==== Passage

Basic reading and writing

Once you have the filesystem, you can start putting stuff in it:

>>> with fs.new_file() as fp:
...     fp.write('This is my new file. It is teh awezum!')

Let's examine the underlying collections to see what actually happened:

>>> list(db.fs.files.find())
[{u'length': 38,
  u'_id': ObjectId('4fbfa7b9fb72f096bd000000'),
  u'uploadDate': datetime.datetime(2012, 5, 25, 15, 39, 37, 55000),
  u'md5': u'332de5ca08b73218a8777da69293576a',
  u'chunkSize': 262144}]
>>> list(db.fs.chunks.find())
[{u'files_id': ObjectId('4fbfa7b9fb72f096bd000000'),
  u'_id': ObjectId('4fbfa7b9fb72f096bd000001'),
  u'data': Binary('This is my new file. It is teh awezum!', 0),
  u'n': 0}]

You can see that there's really nothing surprising or mysterious happening there; it's just mapping the filesystem metaphor onto MongoDB documents. In this case, our file was small enough that it didn't need to be split into chunks. We can force split it by specifying a small chunkSize when creating the file:

>>> with fs.new_file(chunkSize=10) as fp:
...     fp.write('This is file number 2. It should be split into several chunks')
...
>>> fp
<gridfs.grid_file.GridIn object at 0x1010f5950>
>>> fp._id
ObjectId('4fbfa8ddfb72f0971c000000')
>>> list(db.fs.chunks.find(dict(files_id=fp._id)))
[{... u'data': Binary('This is fi', 0), u'n': 0},
 {... u'data': Binary('le number ', 0), u'n': 1},
 {... u'data': Binary('2. It shou', 0), u'n': 2},
 {... u'data': Binary('ld be spli', 0), u'n': 3},
 {... u'data': Binary('t into sev', 0), u'n': 4},
 {... u'data': Binary('eral chunk', 0), u'n': 5},
 {... u'data': Binary('s', 0), u'n': 6}]

Now, if we actually want to read the file as a file, we'll need to use the gridfs api:

>>> with fs.get(fp._id) as fp_read:
...     print fp_read.read()
...
This is file number 2. It should be split into several chunks

Treating it more like a filesystem

There are several other convenience methods bundled into the GridFS object to give more filesystem-like behavior. For instance, new_file() takes any number of keyword arguments that will get added onto the fs.files document being created:

>>> with fs.new_file(
...     filename='file.txt', 
...     content_type='text/plain', 
...     my_other_attribute=42) as fp:
...     fp.write('New file')
...
>>> fp
<gridfs.grid_file.GridIn object at 0x1010f59d0>
>>> db.fs.files.find_one(dict(_id=fp._id))

========

Set problem 1: Decide whether each statement below agrees with the passage on GridFS. Answer yes or no for each, and quote the passage's deciding words exactly: (a) The first file written was small enough that it was not split into chunks. (b) Reading a file as a file requires the gridfs api. (c) new_file() accepts only a fixed set of keyword arguments.
Set problem 2: Reproduce the passage on GridFS word for word, from "You can see" up to and including "ObjectId('4fbfa8ddfb72f0971c000000')".

==== Data

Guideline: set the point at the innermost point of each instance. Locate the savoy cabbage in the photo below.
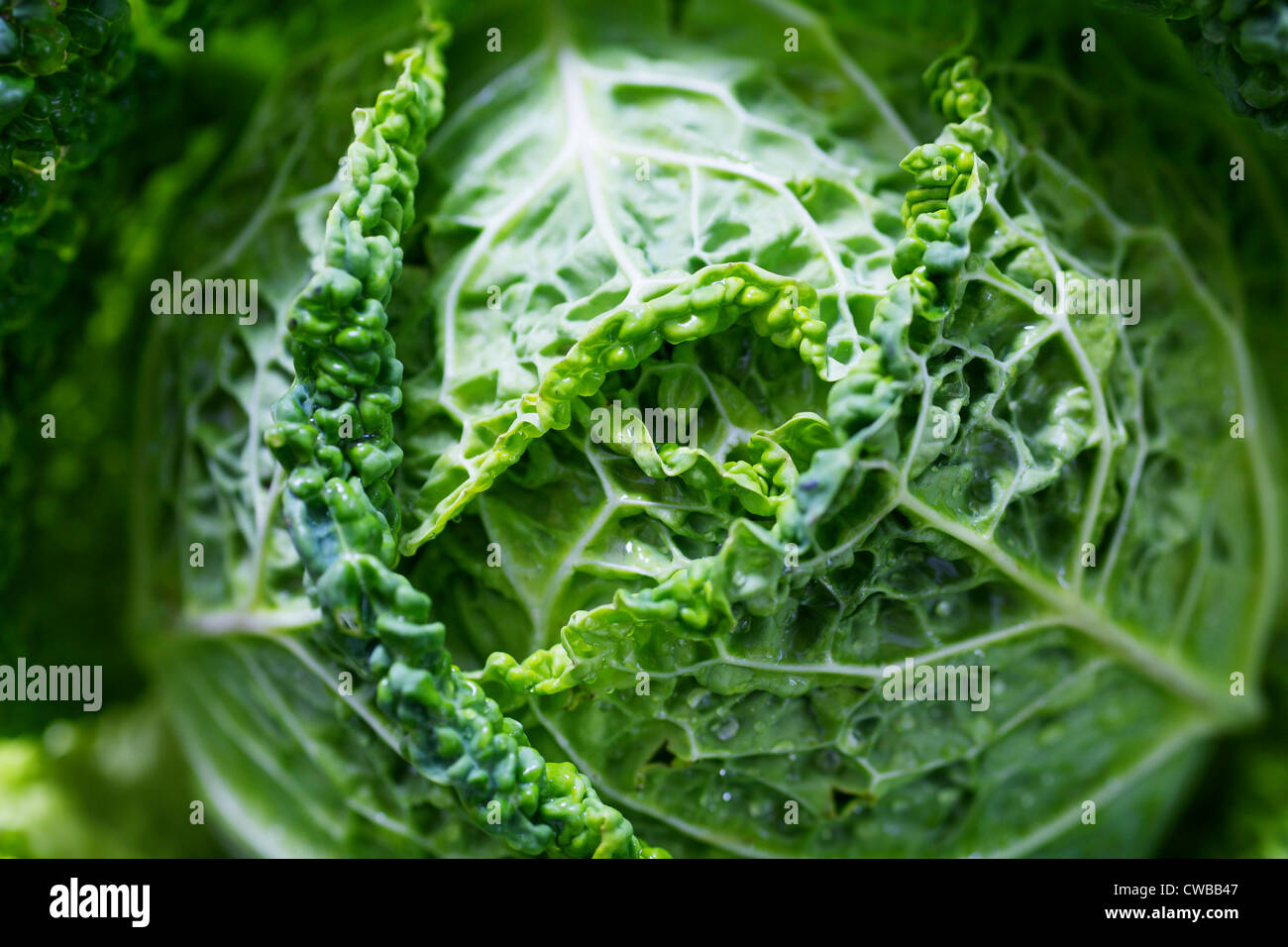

========

Exercise result 1:
(a) Yes: "In this case, our file was small enough that it didn't need to be split into chunks."
(b) Yes: "if we actually want to read the file as a file, we'll need to use the gridfs api"
(c) No: "new_file() takes any number of keyword arguments that will get added onto the fs.files document being created"

Exercise result 2:
You can see that there's really nothing surprising or mysterious happening there; it's just mapping the filesystem metaphor onto MongoDB documents. In this case, our file was small enough that it didn't need to be split into chunks. We can force split it by specifying a small chunkSize when creating the file:

>>> with fs.new_file(chunkSize=10) as fp:
...     fp.write('This is file number 2. It should be split into several chunks')
...
>>> fp
<gridfs.grid_file.GridIn object at 0x1010f5950>
>>> fp._id
ObjectId('4fbfa8ddfb72f0971c000000')